-- Selected text --
========

Non-concessional contributions (NCC) by older SMSF members have increased sharply recently, while similar contributions from younger trustees have declined, according to the latest research conducted by Class.
The Class “2024 Annual Benchmark Report”, released today, found the amount of NCCs made by trustees aged between 66 and 70 increased from $555 million in the 2022 financial year to $899 million a year later, while contributions made by those over 70 had risen from $232 million to $936 million in the same time frame.
“[There has been] a spike year on year for members over the age of 65 in the increase in non-concessional contributions. In fact, this cohort represented 50.6 per cent of all non-concessional contributions. However, non-concessional contributions for those aged 40 to 65 decreased in absolute terms by 18 per cent,” Class chief executive Tim Steele said at Class Ignite 2024 in Sydney today.
Class operations general manager Kate Anderson noted the rise in the level of NCCs made over the past year can be largely attributed to the removal of the work test in 2022.
“They don’t need to meet a work test, they don’t need to say they’ve been gainfully employed for the 40 hours and 30 consecutive days and they can put money in. That’s definitely one of the reasons why older members are making non-concessional contributions,” Anderson told selfmanagedsuper.
“The indexation of non-concessional contribution caps and the indexation of the transfer balance cap are important as well. They’re probably the three main reasons as to why that figure has increased.”

========

-- Activity --
Can you return, word for word, the part of the article on SMSF contributions from "Non-concessional contributions (NCC)" to "same time frame."?

(Source data)
========

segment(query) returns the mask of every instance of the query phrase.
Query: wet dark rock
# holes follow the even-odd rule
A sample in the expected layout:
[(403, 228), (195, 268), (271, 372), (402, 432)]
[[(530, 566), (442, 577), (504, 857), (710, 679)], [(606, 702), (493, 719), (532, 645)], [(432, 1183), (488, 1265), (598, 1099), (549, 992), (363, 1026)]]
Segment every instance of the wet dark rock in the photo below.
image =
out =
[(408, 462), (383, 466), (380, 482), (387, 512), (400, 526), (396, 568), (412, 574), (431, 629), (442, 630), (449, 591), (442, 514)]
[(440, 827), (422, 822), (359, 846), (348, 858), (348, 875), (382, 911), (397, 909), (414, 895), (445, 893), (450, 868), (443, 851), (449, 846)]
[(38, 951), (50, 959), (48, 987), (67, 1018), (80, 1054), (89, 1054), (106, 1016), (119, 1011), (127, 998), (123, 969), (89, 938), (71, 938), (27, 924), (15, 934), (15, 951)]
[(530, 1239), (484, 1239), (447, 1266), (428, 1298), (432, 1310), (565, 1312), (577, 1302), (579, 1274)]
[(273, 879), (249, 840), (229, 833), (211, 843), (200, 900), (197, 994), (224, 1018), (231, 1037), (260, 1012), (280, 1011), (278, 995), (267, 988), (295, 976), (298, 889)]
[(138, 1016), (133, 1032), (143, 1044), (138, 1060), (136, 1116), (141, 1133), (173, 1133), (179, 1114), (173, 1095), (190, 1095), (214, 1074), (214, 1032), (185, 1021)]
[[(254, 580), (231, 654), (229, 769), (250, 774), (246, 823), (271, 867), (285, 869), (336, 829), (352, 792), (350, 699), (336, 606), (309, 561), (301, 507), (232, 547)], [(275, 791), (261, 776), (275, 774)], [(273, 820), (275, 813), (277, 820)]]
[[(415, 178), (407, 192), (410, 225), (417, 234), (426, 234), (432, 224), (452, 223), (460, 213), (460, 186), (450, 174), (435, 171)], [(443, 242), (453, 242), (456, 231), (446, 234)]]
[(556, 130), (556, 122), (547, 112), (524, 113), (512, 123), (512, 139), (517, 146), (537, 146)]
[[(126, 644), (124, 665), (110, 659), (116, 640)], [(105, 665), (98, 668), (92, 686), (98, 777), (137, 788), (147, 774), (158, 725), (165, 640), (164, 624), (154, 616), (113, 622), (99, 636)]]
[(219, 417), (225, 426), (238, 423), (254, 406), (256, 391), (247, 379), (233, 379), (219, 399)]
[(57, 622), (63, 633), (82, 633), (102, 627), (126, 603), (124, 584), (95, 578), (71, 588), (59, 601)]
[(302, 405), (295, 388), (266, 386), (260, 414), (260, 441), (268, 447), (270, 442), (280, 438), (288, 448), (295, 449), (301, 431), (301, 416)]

========

-- Reply to the task --
Non-concessional contributions (NCC) by older SMSF members have increased sharply recently, while similar contributions from younger trustees have declined, according to the latest research conducted by Class.
The Class “2024 Annual Benchmark Report”, released today, found the amount of NCCs made by trustees aged between 66 and 70 increased from $555 million in the 2022 financial year to $899 million a year later, while contributions made by those over 70 had risen from $232 million to $936 million in the same time frame.